**DOCUMENT SECTION**
· · · · ·

Hi Koushik,

Thanks for sharing your comments and questions.


1. Yes, the FS is divided into two parts - a general HA framework which makes 
no assumption about the type of resource and HA provider implementation that 
works on a type of resource/hypervisor/storage etc. Specifically, with this 
feature we want to solve the problem of HA-ing a host reliably and use 
out-of-band management subsystem (i.e. ipmi based status/reboot/power-off to 
investigate/recover/fence the host) in the HA provider implementation. Yes, a 
host HA should trigger VM HA, i.e. for the host being fenced move HA VMs to 
other hosts. This also reliably solves the issue of disk corruption when same 
HA VMs get started on multiple hosts.


2. The old VM HA implementation makes a lot of assumptions about the type of 
resource (i.e. VM) it is HA-ing, it is tied to VM HA which is why HA for host 
could not be added in a straight forward way without regressions we could not 
test. With this new HA framework, it does not make any assumption around type 
of the resource and separates policy from mechanism, we also want to add 
deterministic tests (using marvin tests and a simulator based ha provider 
implementation) to demonstrate the generic HA functionality. In future with 
this framework, HA for various resources such as VM, storage, network can be 
added. As a first step we want to get the framework in, and support for Host as 
a resource type. We also want to reduce assumptions, or dependency as both VM 
HA and Host HA are related (sequence etc). The HAProvider interface would be 
something every hypervisor can implement.

· · · · ·

**GIVEN DATA**

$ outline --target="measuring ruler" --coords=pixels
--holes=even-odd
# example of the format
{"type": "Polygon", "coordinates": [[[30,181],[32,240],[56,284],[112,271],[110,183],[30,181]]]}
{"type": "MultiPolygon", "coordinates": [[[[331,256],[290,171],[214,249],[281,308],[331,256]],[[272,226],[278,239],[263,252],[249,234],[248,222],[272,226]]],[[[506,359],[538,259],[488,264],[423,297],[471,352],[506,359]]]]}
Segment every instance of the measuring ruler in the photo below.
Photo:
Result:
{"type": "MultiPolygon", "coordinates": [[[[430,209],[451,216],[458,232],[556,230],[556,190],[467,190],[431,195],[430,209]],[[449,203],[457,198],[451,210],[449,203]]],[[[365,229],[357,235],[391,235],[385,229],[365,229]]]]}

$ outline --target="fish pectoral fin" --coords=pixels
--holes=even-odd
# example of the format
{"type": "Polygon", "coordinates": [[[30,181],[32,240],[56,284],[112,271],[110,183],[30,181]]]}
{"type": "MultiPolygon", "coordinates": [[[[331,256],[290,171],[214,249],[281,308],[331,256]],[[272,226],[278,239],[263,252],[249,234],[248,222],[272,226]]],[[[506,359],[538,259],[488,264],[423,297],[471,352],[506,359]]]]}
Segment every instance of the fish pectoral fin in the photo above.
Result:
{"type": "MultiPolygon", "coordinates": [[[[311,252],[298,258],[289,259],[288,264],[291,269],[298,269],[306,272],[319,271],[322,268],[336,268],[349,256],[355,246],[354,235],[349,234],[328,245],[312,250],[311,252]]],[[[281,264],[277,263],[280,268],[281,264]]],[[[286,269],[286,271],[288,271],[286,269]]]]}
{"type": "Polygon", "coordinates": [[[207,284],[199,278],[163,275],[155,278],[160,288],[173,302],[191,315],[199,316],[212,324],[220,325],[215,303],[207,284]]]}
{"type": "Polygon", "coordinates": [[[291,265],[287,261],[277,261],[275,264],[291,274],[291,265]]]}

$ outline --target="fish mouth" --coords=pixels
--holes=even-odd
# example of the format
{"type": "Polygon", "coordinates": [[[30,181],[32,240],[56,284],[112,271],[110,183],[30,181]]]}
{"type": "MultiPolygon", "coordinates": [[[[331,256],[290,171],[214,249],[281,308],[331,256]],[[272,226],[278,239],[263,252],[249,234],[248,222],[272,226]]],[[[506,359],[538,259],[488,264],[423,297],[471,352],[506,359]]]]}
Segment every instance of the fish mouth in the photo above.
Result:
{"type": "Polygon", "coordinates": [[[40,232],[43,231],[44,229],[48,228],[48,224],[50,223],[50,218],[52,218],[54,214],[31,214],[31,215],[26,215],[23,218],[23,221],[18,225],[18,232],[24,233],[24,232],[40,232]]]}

· · · · ·

**GOALS**
**A.** Reproduce word for word the portion of the reply about the HA framework from "1. Yes, the" up to and including "on multiple hosts.".
**B.** List each line of the entries that contains the word "every".
The reply about the HA framework and the entries have nothing to do with each other.

**RESPONSES**
**A.**
1. Yes, the FS is divided into two parts - a general HA framework which makes 
no assumption about the type of resource and HA provider implementation that 
works on a type of resource/hypervisor/storage etc. Specifically, with this 
feature we want to solve the problem of HA-ing a host reliably and use 
out-of-band management subsystem (i.e. ipmi based status/reboot/power-off to 
investigate/recover/fence the host) in the HA provider implementation. Yes, a 
host HA should trigger VM HA, i.e. for the host being fenced move HA VMs to 
other hosts. This also reliably solves the issue of disk corruption when same 
HA VMs get started on multiple hosts.

**B.**
Segment every instance of the measuring ruler in the photo below.
Segment every instance of the fish pectoral fin in the photo above.
Segment every instance of the fish mouth in the photo above.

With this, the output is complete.